• _Extract to read_:
THE CMG VOICE

Private Equity may be incompatible with improving quality in healthcare

Should ever increasing profits be the driver for healthcare? The question may be: what role does healthcare play in our society? How much of a right is healthcare, and how much of a right is there to profit from a societal need? As practices and hospital systems chase profit, studies are suggesting that private equity may be incompatible with improving quality in healthcare.

Everyone benefits from better healthcare outcomes. We as consumers of health care want to know that we can trust our medical providers, whether it is for a scheduled appointment or for an emergency. What sort of compromises should we be prepared to make in order to get quality healthcare?

You may have read some of our prior pieces about consolidation in healthcare and the attendant drop in choice and increase in price that comes with less choice. You may have also read about the creep of private equity into medical practices. For years private equity was investing in practices with high profit and low risk, such as dermatology. More and more though we are seeing private equity buying up hospitals across the country.

• _Excerpts from a dataset_:
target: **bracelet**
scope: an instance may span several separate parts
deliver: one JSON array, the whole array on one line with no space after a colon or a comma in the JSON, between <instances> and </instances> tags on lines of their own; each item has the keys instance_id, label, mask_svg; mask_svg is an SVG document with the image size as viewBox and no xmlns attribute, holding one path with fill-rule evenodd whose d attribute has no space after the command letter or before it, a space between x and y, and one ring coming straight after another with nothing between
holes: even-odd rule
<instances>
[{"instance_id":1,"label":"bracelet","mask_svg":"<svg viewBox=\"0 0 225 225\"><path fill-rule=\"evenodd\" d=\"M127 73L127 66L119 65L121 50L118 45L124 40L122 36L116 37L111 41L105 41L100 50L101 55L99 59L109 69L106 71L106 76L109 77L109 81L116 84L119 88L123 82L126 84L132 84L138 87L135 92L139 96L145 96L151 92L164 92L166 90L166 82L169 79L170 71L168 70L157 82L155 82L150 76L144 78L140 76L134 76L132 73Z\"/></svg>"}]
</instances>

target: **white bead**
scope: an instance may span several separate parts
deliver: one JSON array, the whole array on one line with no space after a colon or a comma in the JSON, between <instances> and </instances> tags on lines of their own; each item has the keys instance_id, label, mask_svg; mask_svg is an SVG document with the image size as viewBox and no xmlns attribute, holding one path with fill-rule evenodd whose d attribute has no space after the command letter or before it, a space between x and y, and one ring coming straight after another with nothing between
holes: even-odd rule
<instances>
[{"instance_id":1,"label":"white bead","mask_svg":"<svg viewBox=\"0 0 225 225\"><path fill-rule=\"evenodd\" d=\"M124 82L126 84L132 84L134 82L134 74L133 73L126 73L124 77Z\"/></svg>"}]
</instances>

• _What the task asks_:
Please update the stretch of the article on private equity in healthcare between "Should ever increasing" and "get quality healthcare?", inclusive, and write it out with "medical providers" changed to "doctors".

• _Response box_:
Should ever increasing profits be the driver for healthcare? The question may be: what role does healthcare play in our society? How much of a right is healthcare, and how much of a right is there to profit from a societal need? As practices and hospital systems chase profit, studies are suggesting that private equity may be incompatible with improving quality in healthcare.

Everyone benefits from better healthcare outcomes. We as consumers of health care want to know that we can trust our doctors, whether it is for a scheduled appointment or for an emergency. What sort of compromises should we be prepared to make in order to get quality healthcare?